ED: 「海へいこう」 (Umi he Ikou) by SEAMO
Watch the ED!: Download, Streaming ▼


  1. Didn’t expect you to blog this. I really enjoyed the anime, but I’m not really a big fan of doramas, so I’ll pass on this. The first episode wasn’t bad tough, but I missed Sawaki’s friend (though it looks like he will have an apperance, according to the OP). I think I will rewatch the anime instead.

    1. Live-action treatments make it “acceptable” for non-otaku to watch in Japan and admit out loud they watch it. Yeah, that is sucky but anime is still less-than-acceptable viewing pastime to the general public in Japan.

      The live-action treatment opens up the potential audiences for manga and light novels (which, oddly, are acceptable activities to the general public).

      1. Wow, is that really true? I guess that explains the late night broadcast times for anime (something that also took me by surprise).

        Did this social stigma arise from the negative image portrayed by “hardcore” anime otakus? I’m just curious about Japan’s society.

      2. now THAT is interesting! my only question to what you said would be “then why the heck do they MAKE SOOOO MUCH ANIME????” i mean it’s freaking relentless, all genres, comic translations, movie adaptations, products…. you say the “general public” but I’m curious as to if there are THAT many otakus to warrant that much anime production in japan..

        BROOKLYN otaku
  2. i don’t know but maybe i can watch this ,usually i prefer korean dramas because i think koreans are better in acting skills and are more natural but sometimes japanese live actions surprised me ,like the film of battle royale or the drama version of great teacher onizuka ,they were good.

——————

> [Exercise objective]
Answer these questions about the comment thread:
(a) Who performs the ED song "海へいこう" (Umi he Ikou)?
(b) According to the comment thread, a live-action treatment opens up potential audiences for which two kinds of works?
(c) Which two Japanese live-action works does the last commenter name as having surprised them?

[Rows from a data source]
——————

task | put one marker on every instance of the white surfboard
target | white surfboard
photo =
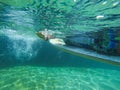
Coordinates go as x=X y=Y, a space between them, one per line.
x=59 y=43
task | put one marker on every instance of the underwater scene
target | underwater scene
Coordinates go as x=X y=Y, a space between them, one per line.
x=89 y=60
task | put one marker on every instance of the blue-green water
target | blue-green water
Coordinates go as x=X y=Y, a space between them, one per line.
x=28 y=63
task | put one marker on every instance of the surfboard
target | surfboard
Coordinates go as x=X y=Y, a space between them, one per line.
x=82 y=52
x=85 y=53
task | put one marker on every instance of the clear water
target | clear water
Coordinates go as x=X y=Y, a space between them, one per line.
x=28 y=63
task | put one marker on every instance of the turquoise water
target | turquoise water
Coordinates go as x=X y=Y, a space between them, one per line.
x=28 y=63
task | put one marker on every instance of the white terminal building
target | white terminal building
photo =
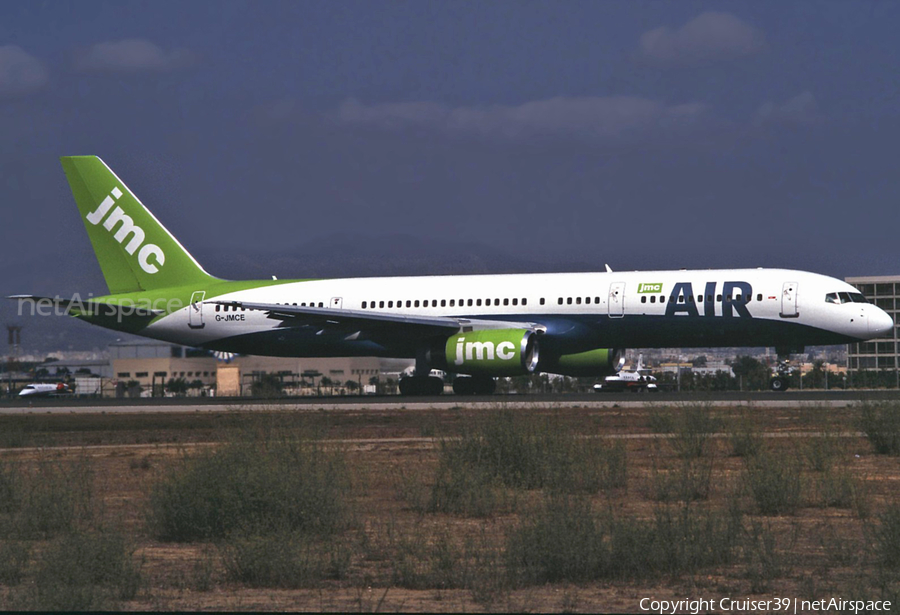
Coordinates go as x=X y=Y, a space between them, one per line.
x=880 y=354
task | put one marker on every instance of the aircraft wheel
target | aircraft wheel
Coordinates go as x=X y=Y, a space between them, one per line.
x=434 y=385
x=778 y=384
x=408 y=386
x=484 y=385
x=464 y=385
x=412 y=386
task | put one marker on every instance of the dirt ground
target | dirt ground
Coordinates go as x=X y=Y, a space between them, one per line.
x=819 y=552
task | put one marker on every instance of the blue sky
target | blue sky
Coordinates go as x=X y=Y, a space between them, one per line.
x=640 y=134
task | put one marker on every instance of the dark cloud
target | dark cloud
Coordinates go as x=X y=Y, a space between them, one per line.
x=709 y=37
x=800 y=109
x=20 y=73
x=131 y=55
x=592 y=117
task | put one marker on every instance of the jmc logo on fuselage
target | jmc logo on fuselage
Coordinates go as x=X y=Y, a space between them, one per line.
x=649 y=288
x=128 y=228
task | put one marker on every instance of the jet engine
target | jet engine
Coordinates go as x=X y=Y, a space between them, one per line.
x=597 y=362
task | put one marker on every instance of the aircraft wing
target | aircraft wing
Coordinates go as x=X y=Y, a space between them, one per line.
x=373 y=322
x=86 y=306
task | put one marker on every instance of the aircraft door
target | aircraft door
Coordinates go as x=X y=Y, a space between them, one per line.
x=195 y=311
x=616 y=303
x=789 y=300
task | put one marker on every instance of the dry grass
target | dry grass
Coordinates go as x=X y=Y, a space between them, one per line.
x=680 y=518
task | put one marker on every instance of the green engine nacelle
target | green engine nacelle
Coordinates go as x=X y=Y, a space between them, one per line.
x=493 y=352
x=597 y=362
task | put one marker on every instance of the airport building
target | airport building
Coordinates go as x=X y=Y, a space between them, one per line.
x=144 y=367
x=881 y=354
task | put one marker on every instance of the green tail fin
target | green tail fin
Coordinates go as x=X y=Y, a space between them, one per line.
x=135 y=251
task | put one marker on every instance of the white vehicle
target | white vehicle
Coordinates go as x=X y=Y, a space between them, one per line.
x=628 y=380
x=477 y=326
x=44 y=390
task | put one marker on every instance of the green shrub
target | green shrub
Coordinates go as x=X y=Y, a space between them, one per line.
x=775 y=482
x=881 y=424
x=255 y=484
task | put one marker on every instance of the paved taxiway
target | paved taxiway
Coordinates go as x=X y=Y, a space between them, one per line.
x=798 y=398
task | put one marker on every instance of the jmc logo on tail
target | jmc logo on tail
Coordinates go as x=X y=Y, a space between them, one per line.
x=128 y=228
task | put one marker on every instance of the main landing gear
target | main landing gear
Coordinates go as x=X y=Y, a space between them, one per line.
x=474 y=385
x=781 y=378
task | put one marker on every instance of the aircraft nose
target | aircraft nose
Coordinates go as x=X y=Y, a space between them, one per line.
x=880 y=323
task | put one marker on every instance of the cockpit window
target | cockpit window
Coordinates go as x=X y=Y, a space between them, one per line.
x=845 y=298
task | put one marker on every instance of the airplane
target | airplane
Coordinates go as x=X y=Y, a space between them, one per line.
x=44 y=390
x=627 y=380
x=479 y=327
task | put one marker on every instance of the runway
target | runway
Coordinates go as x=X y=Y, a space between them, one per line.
x=763 y=399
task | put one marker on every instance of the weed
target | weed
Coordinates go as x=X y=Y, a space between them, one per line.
x=881 y=424
x=506 y=451
x=690 y=482
x=887 y=537
x=13 y=559
x=822 y=450
x=744 y=435
x=775 y=482
x=283 y=559
x=253 y=484
x=764 y=558
x=564 y=541
x=83 y=571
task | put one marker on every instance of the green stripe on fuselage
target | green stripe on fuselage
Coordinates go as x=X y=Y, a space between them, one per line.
x=168 y=300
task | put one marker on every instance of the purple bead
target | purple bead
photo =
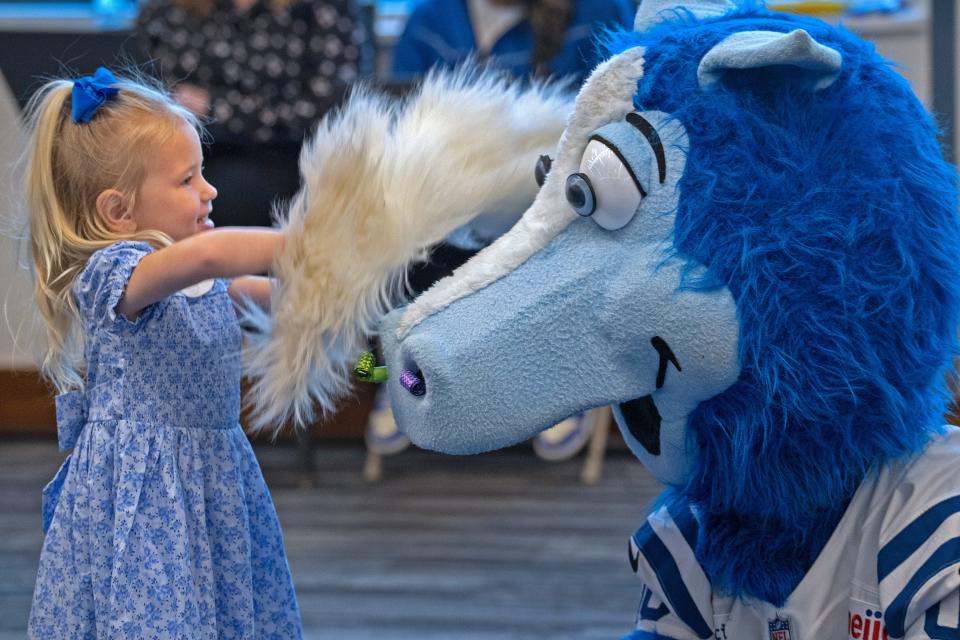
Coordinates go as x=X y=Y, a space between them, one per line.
x=413 y=383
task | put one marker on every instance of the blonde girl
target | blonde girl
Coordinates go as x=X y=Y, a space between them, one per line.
x=159 y=524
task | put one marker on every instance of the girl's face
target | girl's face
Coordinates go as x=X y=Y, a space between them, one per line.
x=174 y=197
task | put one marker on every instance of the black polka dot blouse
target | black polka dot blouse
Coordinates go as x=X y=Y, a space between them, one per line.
x=271 y=73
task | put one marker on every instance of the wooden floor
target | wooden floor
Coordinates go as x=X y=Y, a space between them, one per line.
x=499 y=546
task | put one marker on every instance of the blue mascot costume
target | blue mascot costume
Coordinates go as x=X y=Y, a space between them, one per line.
x=746 y=241
x=748 y=244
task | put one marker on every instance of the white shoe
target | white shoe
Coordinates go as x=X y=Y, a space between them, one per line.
x=382 y=435
x=563 y=440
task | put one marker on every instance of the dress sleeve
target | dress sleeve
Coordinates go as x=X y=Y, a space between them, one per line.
x=103 y=282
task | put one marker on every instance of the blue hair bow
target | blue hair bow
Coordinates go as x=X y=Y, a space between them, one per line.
x=90 y=93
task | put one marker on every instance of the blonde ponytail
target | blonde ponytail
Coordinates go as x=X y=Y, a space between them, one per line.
x=67 y=165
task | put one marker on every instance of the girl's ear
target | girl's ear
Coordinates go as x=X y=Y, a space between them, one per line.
x=114 y=210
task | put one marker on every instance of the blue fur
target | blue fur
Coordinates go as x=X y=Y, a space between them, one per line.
x=646 y=635
x=831 y=217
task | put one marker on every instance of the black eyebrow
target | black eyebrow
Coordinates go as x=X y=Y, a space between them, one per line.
x=653 y=138
x=616 y=152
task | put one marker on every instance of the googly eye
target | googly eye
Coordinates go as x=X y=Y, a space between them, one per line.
x=580 y=194
x=544 y=163
x=614 y=195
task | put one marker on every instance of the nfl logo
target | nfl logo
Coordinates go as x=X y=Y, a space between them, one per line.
x=779 y=629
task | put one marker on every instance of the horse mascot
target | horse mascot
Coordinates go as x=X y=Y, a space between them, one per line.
x=746 y=241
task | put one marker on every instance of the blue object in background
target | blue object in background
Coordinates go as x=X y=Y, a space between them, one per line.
x=870 y=6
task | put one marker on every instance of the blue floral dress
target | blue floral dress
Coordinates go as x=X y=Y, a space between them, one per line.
x=159 y=525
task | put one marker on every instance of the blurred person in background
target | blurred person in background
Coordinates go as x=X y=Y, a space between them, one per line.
x=261 y=73
x=528 y=39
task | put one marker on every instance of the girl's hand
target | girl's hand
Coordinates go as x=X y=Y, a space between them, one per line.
x=222 y=253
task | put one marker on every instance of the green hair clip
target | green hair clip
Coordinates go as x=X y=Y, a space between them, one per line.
x=367 y=370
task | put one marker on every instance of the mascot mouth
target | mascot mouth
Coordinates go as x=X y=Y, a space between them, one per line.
x=643 y=422
x=641 y=415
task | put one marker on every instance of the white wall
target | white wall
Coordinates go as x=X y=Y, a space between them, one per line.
x=19 y=329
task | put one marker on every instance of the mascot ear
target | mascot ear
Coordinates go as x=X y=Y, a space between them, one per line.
x=816 y=65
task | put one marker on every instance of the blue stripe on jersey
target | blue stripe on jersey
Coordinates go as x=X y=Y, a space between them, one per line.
x=683 y=517
x=895 y=552
x=646 y=635
x=946 y=555
x=668 y=574
x=933 y=629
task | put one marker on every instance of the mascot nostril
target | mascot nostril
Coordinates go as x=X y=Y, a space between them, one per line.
x=413 y=382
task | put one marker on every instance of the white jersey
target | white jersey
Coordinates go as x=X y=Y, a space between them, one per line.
x=891 y=568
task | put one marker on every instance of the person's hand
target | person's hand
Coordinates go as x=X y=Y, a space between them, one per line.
x=195 y=99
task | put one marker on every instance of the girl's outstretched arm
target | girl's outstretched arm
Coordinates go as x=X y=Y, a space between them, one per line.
x=221 y=253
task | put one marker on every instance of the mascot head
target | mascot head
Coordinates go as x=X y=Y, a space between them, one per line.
x=746 y=242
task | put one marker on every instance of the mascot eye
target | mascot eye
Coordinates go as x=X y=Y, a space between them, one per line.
x=613 y=194
x=580 y=194
x=543 y=168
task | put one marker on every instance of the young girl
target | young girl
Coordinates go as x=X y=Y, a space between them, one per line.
x=159 y=525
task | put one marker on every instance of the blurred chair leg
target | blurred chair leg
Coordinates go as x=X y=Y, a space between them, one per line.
x=593 y=464
x=373 y=466
x=308 y=468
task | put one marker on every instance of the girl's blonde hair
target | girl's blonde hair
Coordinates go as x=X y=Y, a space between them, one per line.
x=68 y=164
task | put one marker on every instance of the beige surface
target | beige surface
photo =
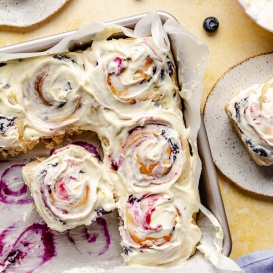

——————

> [Reply to the task]
(a) SEAMO
(b) Manga and light novels
(c) The film of Battle Royale and the drama version of Great Teacher Onizuka